WORK REQUEST
Locate each line below that includes "body" and reproduce it.

SUPPLIED RECORDS

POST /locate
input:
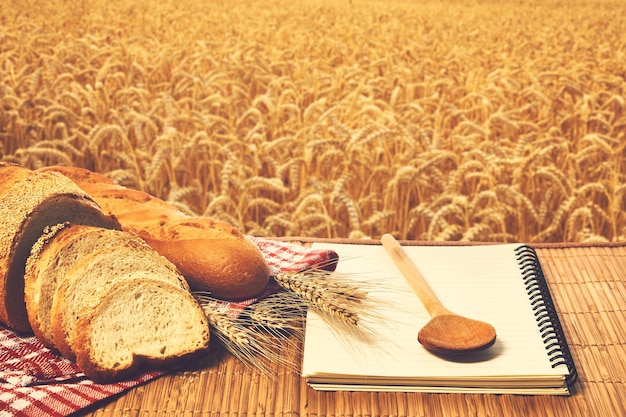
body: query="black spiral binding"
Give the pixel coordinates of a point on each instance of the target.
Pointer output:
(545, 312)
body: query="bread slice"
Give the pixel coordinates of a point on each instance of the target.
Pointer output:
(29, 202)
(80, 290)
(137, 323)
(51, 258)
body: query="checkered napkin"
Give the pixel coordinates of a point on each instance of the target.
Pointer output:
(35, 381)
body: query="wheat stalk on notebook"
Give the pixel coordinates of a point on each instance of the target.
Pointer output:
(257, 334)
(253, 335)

...

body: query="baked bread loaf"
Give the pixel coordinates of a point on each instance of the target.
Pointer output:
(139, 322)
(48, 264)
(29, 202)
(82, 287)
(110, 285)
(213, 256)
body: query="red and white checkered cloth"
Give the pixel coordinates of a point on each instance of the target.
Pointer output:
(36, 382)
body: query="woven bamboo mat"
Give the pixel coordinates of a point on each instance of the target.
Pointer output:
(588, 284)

SOLUTION TO THE EXERCISE
body: query="black spiral binding"
body: query="bread slice"
body: query="checkered napkin"
body: query="wheat stalk on notebook"
body: query="baked bread loaf"
body: query="red and white checkered cloth"
body: query="woven bamboo mat"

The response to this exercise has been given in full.